In general, a good recommendation. Just be aware that even some of the GJJ schools are getting focused on competition (BJJ or MMA) rather than self-defense. You should be able to figure that out by watching a class and asking a few questions, though.


----------



## guy b. (Mar 24, 2016)

gpseymour said:


> I'm curious about this comment. I'd rather train something that uses the stances and approach I've already trained, rather than looking for something that uses drastically different stances. I wouldn't expect learning to grapple from the same stances to cause problems - you'd be reinforcing the mechanics of stability and learning to do different movements from the same point. If the concern is that the person might unconsciously pull out a grappling technique during VT, I wouldn't expect that to happen often. In our style, there are some techniques that aren't learned until quite late (usually after 3-4 years of training). We don't use those techniques on folks who haven't learned them, regardless of their skill level, and we unconsciously avoid them when the wrong belt color (no other indicator necessary) attacks us.

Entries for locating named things
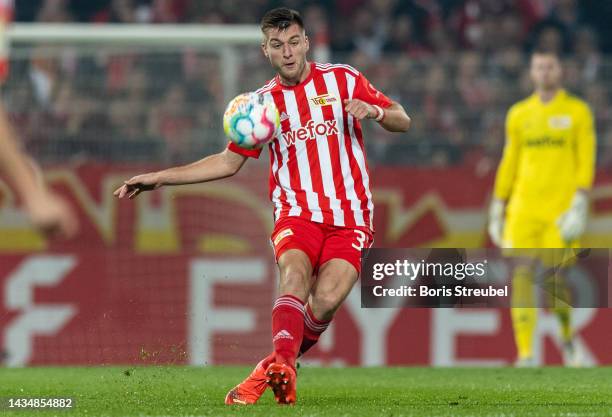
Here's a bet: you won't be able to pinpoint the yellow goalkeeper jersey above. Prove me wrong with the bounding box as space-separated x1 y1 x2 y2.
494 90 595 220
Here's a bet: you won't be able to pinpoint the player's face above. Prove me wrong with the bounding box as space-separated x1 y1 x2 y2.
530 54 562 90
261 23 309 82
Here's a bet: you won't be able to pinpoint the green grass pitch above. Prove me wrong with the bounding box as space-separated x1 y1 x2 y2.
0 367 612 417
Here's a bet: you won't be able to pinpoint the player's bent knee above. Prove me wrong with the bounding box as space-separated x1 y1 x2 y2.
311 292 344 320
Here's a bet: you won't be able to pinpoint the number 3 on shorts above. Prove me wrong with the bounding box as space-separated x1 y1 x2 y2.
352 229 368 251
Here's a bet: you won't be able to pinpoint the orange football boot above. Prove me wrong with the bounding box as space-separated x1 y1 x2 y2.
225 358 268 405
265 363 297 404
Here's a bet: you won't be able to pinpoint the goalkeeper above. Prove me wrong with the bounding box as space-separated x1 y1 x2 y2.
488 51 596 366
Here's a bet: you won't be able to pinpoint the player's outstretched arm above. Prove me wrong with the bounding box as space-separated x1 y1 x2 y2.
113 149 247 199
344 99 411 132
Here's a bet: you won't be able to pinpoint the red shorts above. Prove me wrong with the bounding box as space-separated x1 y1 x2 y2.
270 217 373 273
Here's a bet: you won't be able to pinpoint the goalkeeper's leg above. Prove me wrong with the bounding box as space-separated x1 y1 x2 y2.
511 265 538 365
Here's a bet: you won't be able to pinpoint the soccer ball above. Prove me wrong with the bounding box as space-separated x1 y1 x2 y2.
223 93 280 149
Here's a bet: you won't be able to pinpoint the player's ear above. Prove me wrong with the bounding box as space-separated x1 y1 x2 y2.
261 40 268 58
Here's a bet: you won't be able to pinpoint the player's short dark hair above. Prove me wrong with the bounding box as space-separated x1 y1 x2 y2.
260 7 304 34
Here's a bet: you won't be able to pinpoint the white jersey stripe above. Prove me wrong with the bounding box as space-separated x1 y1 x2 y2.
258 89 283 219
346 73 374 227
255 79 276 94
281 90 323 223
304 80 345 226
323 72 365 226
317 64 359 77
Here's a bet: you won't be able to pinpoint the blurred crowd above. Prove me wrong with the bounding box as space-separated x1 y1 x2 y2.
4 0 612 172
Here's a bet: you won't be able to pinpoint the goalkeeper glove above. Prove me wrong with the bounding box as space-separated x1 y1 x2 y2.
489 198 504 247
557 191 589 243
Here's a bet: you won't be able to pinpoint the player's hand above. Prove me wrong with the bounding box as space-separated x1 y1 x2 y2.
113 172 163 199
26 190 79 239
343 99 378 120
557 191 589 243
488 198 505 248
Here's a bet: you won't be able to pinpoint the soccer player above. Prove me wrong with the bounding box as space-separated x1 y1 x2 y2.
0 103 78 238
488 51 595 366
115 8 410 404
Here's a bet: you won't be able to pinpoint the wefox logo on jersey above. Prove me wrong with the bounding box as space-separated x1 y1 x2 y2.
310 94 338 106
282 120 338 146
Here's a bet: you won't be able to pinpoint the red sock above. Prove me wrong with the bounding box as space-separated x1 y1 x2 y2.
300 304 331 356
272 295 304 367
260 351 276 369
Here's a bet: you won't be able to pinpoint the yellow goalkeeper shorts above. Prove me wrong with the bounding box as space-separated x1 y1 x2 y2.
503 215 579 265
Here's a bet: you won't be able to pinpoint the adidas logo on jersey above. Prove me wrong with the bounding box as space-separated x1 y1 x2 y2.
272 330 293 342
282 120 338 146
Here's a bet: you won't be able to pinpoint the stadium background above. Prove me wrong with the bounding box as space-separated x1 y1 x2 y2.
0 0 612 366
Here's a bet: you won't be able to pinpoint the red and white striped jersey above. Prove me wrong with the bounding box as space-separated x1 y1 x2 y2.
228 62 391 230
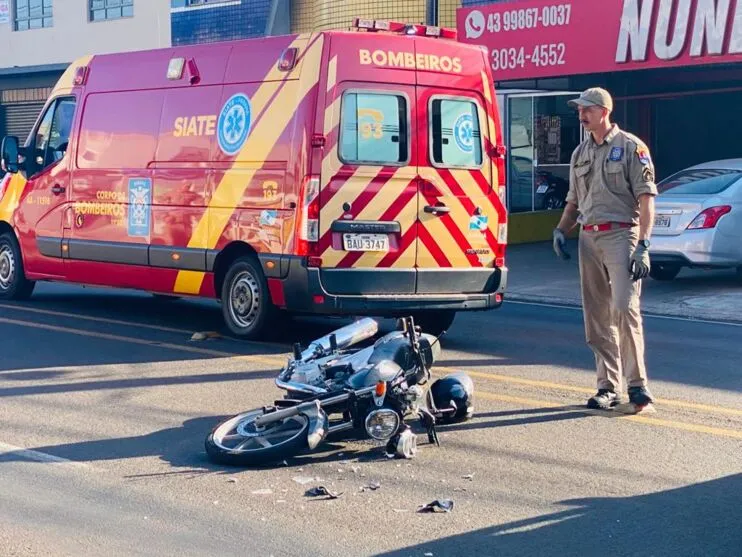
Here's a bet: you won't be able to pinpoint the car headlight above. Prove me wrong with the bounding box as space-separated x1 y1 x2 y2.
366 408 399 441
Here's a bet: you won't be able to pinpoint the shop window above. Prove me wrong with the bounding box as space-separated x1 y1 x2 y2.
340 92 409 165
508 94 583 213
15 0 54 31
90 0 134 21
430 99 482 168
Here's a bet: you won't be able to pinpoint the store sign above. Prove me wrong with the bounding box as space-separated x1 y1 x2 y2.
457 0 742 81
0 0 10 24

---

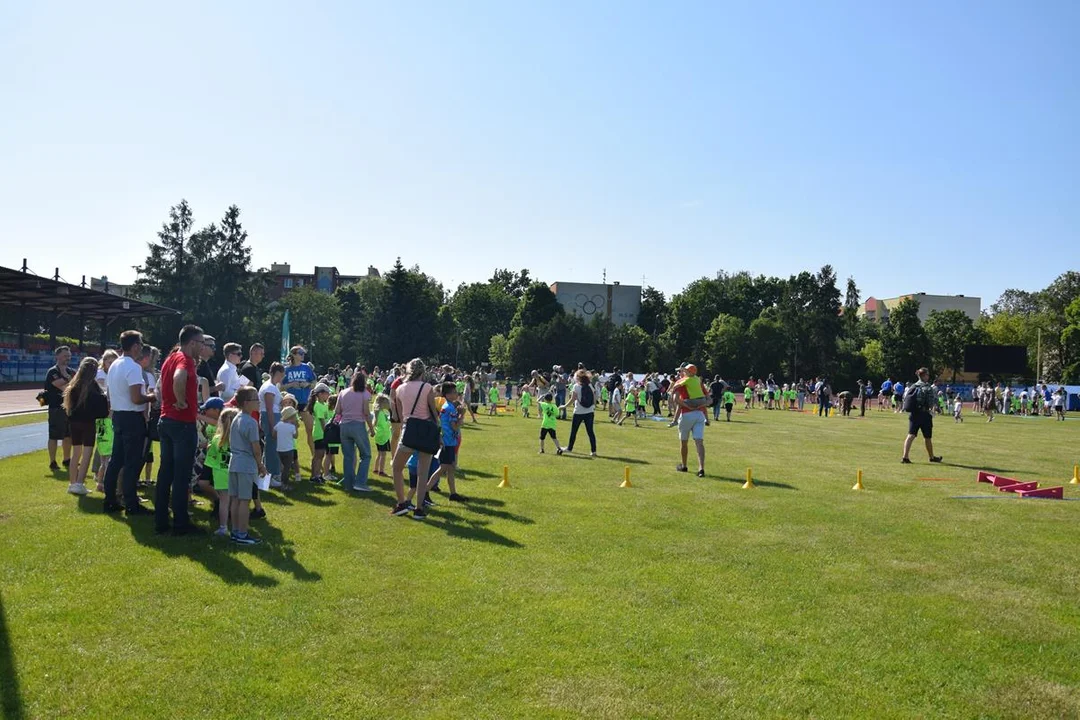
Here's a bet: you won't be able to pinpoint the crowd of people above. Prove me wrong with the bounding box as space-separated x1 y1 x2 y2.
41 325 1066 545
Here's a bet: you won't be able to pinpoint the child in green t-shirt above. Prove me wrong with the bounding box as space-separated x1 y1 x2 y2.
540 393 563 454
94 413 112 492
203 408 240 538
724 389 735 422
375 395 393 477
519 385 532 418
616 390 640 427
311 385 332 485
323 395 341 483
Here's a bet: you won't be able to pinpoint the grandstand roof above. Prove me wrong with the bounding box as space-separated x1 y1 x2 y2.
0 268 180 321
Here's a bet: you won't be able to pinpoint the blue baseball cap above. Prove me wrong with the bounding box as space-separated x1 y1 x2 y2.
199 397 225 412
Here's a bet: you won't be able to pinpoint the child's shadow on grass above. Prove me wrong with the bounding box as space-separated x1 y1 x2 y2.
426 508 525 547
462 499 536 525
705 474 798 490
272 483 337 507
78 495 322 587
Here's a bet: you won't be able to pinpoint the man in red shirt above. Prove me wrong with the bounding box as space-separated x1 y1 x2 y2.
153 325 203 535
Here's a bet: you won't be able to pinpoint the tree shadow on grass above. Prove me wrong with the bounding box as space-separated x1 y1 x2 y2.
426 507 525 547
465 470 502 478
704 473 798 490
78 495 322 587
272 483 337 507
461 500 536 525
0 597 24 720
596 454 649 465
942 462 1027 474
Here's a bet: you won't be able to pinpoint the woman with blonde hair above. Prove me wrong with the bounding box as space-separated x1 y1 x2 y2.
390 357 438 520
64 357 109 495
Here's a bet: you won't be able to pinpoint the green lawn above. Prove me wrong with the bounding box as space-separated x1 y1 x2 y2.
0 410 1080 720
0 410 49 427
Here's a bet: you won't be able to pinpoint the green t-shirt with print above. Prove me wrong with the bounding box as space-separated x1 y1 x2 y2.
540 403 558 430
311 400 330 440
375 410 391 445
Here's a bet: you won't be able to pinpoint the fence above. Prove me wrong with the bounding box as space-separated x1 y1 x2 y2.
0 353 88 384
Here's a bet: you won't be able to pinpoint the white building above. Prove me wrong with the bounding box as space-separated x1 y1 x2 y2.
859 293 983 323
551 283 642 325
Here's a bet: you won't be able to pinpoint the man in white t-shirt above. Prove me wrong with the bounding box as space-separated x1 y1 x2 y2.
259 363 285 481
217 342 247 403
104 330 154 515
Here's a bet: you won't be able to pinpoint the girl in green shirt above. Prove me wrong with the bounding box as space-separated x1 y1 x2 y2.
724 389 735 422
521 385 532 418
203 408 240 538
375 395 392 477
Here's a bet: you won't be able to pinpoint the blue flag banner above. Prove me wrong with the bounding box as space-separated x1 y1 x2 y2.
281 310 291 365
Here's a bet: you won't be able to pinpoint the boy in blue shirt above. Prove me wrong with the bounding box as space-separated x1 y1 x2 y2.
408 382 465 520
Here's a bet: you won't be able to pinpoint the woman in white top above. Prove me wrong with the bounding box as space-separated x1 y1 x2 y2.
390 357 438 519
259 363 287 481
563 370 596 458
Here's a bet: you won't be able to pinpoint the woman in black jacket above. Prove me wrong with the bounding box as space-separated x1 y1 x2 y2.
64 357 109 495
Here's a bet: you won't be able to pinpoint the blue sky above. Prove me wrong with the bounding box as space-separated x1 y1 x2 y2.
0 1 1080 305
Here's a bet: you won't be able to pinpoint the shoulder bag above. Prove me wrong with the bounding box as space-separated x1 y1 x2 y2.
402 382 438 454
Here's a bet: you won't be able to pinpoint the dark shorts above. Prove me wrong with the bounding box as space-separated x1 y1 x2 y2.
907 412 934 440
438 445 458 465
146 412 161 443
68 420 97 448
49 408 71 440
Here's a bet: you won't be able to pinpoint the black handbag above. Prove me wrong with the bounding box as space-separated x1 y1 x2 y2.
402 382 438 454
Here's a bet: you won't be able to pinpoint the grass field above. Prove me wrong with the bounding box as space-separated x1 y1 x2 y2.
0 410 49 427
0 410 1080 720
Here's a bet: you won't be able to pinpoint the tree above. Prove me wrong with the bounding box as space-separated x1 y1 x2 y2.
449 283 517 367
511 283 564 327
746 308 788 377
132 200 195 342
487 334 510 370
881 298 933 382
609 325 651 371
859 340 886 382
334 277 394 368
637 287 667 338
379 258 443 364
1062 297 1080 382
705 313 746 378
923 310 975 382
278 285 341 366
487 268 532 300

==

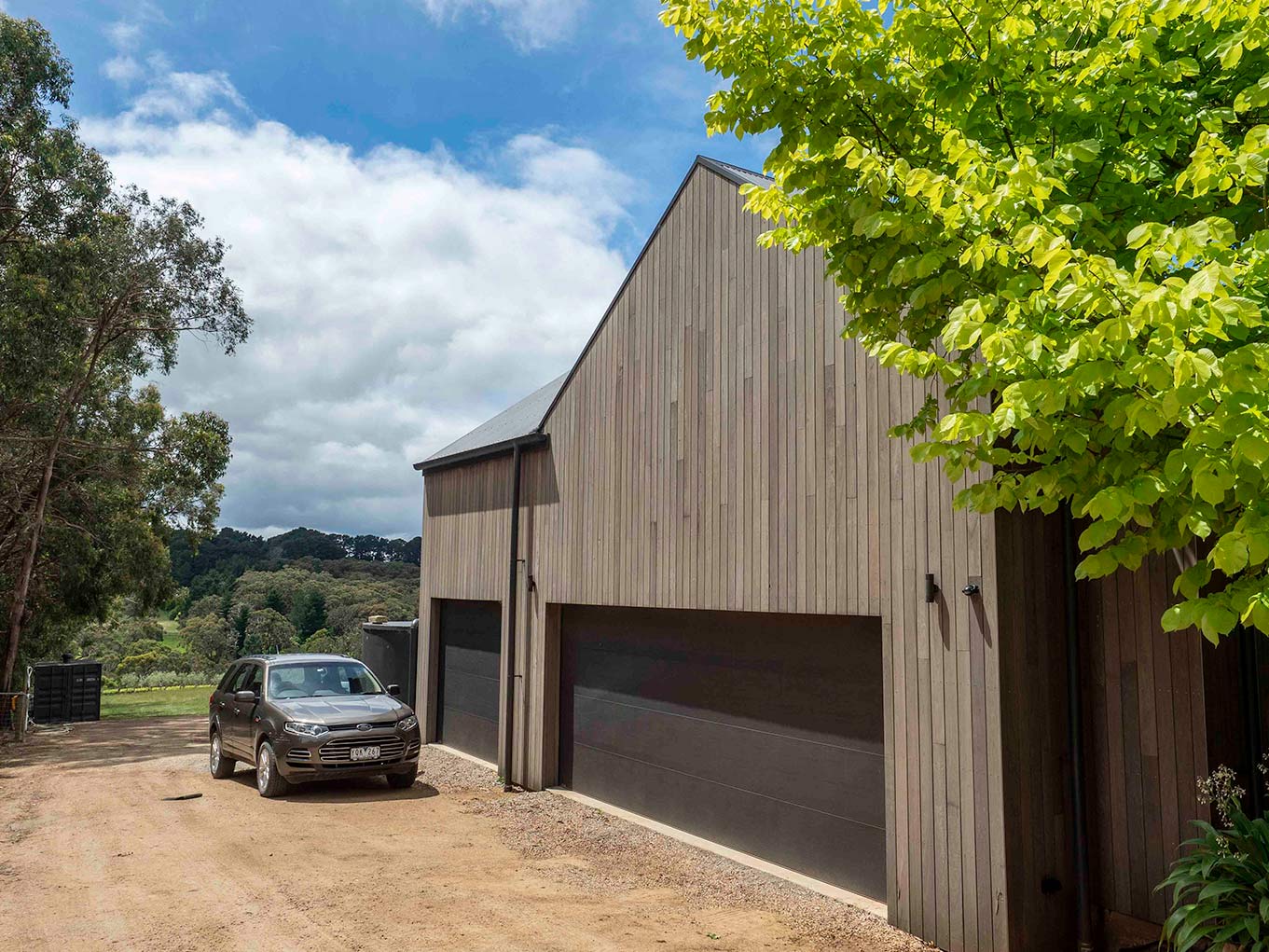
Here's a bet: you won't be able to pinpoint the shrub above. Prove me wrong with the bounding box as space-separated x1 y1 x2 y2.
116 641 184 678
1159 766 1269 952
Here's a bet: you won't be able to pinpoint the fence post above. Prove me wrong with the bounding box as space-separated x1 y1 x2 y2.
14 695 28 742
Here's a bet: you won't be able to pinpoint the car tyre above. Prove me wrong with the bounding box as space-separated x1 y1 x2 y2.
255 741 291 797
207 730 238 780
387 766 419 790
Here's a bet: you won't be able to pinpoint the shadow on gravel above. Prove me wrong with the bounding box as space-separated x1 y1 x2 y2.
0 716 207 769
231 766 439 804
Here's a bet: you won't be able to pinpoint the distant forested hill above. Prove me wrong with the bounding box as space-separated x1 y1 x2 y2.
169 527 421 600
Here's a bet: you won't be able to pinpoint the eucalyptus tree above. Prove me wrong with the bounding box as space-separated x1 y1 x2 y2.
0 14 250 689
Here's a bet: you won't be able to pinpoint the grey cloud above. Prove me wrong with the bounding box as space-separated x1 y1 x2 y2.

WRITTEN REQUEST 1:
Answer these about the martial arts excerpt:
(a) Which two kinds of competition does the opening paragraph name?
(b) On what date is the post by guy b. dated?
(c) After how much training are some techniques in the quoted style usually learned?
WRITTEN REQUEST 2: Rewrite the part of the martial arts excerpt starting with "In general, a" and going on through "(Mar 24, 2016)", substituting "sport fighting" for "competition".

COMPLETE OUTPUT 1:
(a) BJJ and MMA
(b) Mar 24, 2016
(c) Usually after 3-4 years of training

COMPLETE OUTPUT 2:
In general, a good recommendation. Just be aware that even some of the GJJ schools are getting focused on sport fighting (BJJ or MMA) rather than self-defense. You should be able to figure that out by watching a class and asking a few questions, though.


----------



## guy b. (Mar 24, 2016)